# TRY IT
In the records that follow, find each line with the word "below" and copy it.

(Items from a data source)
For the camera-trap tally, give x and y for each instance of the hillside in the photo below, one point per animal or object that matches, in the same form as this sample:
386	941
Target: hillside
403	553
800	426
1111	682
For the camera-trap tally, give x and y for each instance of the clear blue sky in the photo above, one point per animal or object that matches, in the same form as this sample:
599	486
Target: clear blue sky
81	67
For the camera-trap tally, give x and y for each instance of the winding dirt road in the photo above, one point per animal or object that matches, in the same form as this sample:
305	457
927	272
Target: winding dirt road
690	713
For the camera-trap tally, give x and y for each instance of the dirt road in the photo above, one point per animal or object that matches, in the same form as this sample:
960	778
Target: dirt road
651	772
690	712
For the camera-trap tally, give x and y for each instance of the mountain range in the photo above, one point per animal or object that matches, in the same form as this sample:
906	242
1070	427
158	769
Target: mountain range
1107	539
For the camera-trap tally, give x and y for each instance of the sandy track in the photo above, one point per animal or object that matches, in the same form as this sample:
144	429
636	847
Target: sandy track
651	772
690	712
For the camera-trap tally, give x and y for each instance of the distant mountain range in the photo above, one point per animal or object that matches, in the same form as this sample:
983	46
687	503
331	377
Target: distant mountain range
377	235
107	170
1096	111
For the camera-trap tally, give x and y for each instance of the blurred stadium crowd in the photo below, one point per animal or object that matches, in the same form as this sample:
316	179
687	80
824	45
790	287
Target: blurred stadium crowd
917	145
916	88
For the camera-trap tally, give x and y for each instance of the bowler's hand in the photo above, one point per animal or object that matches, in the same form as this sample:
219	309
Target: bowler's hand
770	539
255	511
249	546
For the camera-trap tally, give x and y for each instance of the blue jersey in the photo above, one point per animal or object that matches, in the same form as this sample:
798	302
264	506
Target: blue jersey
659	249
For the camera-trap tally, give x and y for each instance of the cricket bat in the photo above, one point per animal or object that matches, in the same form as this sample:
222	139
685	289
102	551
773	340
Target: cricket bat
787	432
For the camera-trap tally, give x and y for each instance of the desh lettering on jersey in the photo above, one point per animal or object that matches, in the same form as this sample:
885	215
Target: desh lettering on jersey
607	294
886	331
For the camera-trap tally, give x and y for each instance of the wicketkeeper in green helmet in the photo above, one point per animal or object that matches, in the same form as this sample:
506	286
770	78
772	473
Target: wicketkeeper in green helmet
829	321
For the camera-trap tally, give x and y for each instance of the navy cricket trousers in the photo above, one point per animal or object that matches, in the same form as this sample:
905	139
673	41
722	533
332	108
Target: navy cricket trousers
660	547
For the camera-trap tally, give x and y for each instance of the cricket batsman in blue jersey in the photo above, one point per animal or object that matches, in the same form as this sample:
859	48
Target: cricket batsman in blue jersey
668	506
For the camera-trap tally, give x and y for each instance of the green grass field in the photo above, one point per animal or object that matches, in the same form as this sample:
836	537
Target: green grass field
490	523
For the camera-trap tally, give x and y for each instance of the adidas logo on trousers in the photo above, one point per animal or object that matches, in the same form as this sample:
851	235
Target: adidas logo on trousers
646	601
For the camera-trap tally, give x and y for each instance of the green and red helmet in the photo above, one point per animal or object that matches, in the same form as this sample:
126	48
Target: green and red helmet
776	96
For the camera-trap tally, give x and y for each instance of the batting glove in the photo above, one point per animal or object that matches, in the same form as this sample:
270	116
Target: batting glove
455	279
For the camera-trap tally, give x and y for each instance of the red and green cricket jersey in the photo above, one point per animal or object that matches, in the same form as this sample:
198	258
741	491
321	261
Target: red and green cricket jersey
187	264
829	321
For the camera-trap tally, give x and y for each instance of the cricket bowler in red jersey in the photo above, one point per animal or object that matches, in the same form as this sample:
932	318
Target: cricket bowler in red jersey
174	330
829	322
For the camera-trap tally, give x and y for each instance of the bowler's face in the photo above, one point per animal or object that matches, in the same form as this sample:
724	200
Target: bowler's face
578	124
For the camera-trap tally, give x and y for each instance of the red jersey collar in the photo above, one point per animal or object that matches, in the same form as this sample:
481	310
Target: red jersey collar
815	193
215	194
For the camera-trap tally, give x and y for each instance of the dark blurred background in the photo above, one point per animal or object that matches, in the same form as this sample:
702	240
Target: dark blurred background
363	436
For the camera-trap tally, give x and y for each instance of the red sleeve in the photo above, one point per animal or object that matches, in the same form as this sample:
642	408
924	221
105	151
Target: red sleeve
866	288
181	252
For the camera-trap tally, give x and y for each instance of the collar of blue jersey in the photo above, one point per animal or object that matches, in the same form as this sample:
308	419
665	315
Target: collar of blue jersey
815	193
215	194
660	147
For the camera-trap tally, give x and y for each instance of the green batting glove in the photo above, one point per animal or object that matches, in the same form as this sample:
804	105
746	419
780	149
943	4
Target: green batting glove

# TASK SOLUTION
For the camera-trap tally, give x and y for each instance of the hillside in the photo below, one point per animal or object that matches, in the same form as this sample:
For the camera-trap tally, give x and y for each instance of the blurred stadium crowd in the photo below, one point per animal or object that matches, in the same form as this sample:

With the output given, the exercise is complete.